31 października 2010

Na czasie...

Od dzisiaj wyrażenie "całkowicie oddany swojej pasji" nabrało dla mnie nowego znaczenia. Bo ile osób odważyłoby się na to, co do zaoferowania ma www.andvinyly.com?

Za jedyne 3000 szterlingów można zamienić się w najprawdziwszą winylową dwunastkę. Strona, o której mowa wyżej, umożliwia fanom czarnych placków wieczne zespolenie z pcw. Jak można przeczytać, na płycie mogą być nagrane dowolne ścieżki audio - muzyka, sam głos "autora"... Może też nie być nagrane nic, "żeby twoi ukochani mogli usłyszeć, jak trzeszczysz i pykasz". Brzmi nieźle, jak główny wątek jakiegoś horroru. Osobiście wolę sobie nie wyobrażać, jakie odczucia mogą towarzyszyć odsłuchowi takich placków.

(CEL):
Przepisz bez żadnych zmian ten fragment wpisu o zamianie w płytę winylową, który otwierają słowa „Na czasie...”, a zamykają słowa „odsłuchowi takich placków.”. Opieraj się wyłącznie na tym, co zawiera wpis.

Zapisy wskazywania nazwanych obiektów
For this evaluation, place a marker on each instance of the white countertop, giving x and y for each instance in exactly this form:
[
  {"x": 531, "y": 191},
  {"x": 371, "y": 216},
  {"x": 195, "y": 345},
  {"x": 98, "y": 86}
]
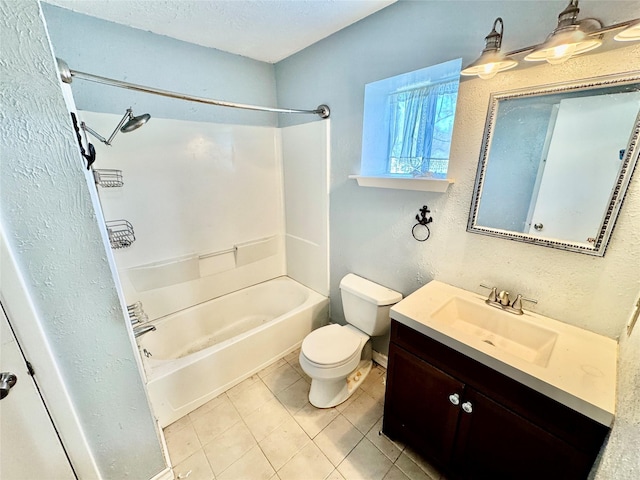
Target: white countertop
[{"x": 580, "y": 373}]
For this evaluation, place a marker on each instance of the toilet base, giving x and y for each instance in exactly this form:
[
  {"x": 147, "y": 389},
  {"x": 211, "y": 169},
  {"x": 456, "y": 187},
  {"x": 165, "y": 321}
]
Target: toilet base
[{"x": 329, "y": 393}]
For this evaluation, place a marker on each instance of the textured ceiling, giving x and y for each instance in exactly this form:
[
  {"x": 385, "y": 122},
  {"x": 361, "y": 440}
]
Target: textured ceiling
[{"x": 265, "y": 30}]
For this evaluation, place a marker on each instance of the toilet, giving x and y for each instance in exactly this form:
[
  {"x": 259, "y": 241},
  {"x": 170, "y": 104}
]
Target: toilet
[{"x": 338, "y": 357}]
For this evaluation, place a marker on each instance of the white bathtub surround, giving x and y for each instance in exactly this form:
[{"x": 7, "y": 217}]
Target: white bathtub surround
[
  {"x": 305, "y": 153},
  {"x": 200, "y": 352}
]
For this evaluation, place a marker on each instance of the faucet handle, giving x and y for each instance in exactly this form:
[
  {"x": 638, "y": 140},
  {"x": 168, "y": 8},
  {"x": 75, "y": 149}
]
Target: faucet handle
[
  {"x": 503, "y": 298},
  {"x": 517, "y": 303},
  {"x": 493, "y": 296}
]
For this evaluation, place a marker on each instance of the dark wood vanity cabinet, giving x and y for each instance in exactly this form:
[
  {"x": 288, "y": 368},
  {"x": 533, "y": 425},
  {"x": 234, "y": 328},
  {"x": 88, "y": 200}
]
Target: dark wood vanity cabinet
[{"x": 475, "y": 423}]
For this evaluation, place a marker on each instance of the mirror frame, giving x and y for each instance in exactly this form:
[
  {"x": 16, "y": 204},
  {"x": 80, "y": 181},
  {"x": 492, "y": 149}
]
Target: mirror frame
[{"x": 615, "y": 201}]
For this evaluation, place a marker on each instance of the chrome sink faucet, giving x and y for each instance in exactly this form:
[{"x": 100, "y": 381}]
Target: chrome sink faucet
[
  {"x": 142, "y": 329},
  {"x": 502, "y": 300}
]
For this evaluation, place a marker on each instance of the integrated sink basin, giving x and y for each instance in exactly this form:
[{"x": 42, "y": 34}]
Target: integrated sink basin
[
  {"x": 568, "y": 364},
  {"x": 504, "y": 331}
]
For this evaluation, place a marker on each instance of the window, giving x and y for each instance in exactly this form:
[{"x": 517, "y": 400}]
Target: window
[
  {"x": 420, "y": 129},
  {"x": 408, "y": 123}
]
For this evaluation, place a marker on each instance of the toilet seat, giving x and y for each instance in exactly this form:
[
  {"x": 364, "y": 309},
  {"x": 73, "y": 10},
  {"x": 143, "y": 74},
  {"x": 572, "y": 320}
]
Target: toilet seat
[{"x": 331, "y": 346}]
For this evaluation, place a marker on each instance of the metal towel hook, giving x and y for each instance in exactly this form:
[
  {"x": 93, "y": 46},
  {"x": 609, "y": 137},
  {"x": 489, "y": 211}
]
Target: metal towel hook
[{"x": 422, "y": 234}]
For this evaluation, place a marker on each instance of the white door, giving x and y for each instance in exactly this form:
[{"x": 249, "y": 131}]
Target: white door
[
  {"x": 580, "y": 173},
  {"x": 29, "y": 446}
]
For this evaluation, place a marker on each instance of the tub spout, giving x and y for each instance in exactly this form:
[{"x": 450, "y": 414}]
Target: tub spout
[{"x": 141, "y": 330}]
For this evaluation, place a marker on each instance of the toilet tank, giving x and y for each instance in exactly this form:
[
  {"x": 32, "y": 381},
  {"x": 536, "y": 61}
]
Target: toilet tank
[{"x": 366, "y": 304}]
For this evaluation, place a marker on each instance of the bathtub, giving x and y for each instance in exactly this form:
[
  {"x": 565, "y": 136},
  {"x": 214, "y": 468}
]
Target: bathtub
[{"x": 200, "y": 352}]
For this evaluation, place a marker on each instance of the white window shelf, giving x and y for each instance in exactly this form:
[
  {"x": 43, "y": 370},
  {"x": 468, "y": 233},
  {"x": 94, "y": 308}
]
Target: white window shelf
[{"x": 439, "y": 185}]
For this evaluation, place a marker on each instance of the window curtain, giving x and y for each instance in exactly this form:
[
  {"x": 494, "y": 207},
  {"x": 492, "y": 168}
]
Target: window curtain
[{"x": 413, "y": 115}]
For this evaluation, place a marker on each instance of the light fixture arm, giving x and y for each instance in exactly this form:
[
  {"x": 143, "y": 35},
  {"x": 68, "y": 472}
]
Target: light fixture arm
[
  {"x": 494, "y": 39},
  {"x": 128, "y": 115}
]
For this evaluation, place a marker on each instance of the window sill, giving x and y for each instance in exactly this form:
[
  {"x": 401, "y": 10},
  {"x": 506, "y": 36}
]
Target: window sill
[{"x": 439, "y": 185}]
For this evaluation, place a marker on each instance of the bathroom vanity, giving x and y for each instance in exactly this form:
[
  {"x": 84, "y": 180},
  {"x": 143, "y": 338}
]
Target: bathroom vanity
[{"x": 483, "y": 393}]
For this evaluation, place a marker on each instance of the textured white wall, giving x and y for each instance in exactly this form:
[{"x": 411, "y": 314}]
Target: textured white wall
[
  {"x": 46, "y": 210},
  {"x": 620, "y": 459}
]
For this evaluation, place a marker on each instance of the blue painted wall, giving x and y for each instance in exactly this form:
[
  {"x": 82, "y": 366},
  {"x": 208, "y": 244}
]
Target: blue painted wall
[
  {"x": 111, "y": 50},
  {"x": 371, "y": 228}
]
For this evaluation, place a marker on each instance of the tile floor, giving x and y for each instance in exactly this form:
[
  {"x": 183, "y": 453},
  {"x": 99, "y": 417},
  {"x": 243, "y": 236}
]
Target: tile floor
[{"x": 265, "y": 428}]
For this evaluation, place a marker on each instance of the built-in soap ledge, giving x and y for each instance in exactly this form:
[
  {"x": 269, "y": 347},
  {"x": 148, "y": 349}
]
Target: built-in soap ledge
[{"x": 193, "y": 266}]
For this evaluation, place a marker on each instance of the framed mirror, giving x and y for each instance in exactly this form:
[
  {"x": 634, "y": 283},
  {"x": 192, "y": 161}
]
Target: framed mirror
[{"x": 556, "y": 161}]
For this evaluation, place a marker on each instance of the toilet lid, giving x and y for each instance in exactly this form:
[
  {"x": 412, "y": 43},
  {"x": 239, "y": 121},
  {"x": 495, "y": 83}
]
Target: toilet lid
[{"x": 330, "y": 345}]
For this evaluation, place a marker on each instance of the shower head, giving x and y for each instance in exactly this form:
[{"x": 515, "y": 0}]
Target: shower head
[
  {"x": 128, "y": 124},
  {"x": 134, "y": 122}
]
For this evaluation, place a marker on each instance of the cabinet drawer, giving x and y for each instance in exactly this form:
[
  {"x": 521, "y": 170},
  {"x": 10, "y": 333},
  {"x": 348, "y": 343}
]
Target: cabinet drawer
[{"x": 576, "y": 429}]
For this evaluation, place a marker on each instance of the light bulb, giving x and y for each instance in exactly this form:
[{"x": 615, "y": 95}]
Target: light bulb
[{"x": 561, "y": 53}]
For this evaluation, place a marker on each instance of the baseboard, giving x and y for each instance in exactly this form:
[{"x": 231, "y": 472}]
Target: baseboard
[
  {"x": 380, "y": 358},
  {"x": 166, "y": 474}
]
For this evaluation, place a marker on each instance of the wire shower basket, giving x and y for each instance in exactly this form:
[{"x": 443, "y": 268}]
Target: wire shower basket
[
  {"x": 108, "y": 177},
  {"x": 121, "y": 234}
]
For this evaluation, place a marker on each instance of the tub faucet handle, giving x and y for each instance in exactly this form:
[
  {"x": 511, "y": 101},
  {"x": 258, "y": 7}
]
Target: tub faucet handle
[
  {"x": 493, "y": 296},
  {"x": 503, "y": 298}
]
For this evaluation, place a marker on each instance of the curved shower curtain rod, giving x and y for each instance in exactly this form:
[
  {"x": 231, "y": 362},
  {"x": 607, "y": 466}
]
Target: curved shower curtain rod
[{"x": 67, "y": 75}]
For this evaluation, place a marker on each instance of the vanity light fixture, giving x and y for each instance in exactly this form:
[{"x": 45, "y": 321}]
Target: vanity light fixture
[
  {"x": 571, "y": 37},
  {"x": 629, "y": 34},
  {"x": 491, "y": 61}
]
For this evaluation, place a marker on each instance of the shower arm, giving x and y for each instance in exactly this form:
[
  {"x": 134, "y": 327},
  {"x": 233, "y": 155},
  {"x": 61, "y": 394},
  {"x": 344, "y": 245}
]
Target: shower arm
[
  {"x": 127, "y": 115},
  {"x": 67, "y": 75}
]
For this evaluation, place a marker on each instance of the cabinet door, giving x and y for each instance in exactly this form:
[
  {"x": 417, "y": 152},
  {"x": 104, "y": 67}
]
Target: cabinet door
[
  {"x": 417, "y": 406},
  {"x": 495, "y": 443}
]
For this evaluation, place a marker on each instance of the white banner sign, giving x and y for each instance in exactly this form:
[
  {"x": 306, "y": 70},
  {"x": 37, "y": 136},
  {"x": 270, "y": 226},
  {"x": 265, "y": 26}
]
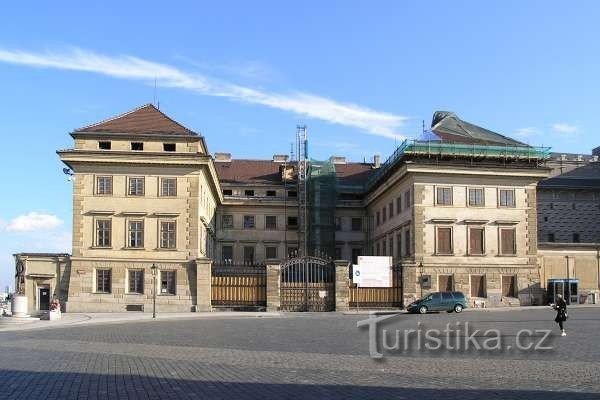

(ROZWIĄZANIE ZADANIA):
Na czasie...

Od dzisiaj wyrażenie "całkowicie oddany swojej pasji" nabrało dla mnie nowego znaczenia. Bo ile osób odważyłoby się na to, co do zaoferowania ma www.andvinyly.com?

Za jedyne 3000 szterlingów można zamienić się w najprawdziwszą winylową dwunastkę. Strona, o której mowa wyżej, umożliwia fanom czarnych placków wieczne zespolenie z pcw. Jak można przeczytać, na płycie mogą być nagrane dowolne ścieżki audio - muzyka, sam głos "autora"... Może też nie być nagrane nic, "żeby twoi ukochani mogli usłyszeć, jak trzeszczysz i pykasz". Brzmi nieźle, jak główny wątek jakiegoś horroru. Osobiście wolę sobie nie wyobrażać, jakie odczucia mogą towarzyszyć odsłuchowi takich placków.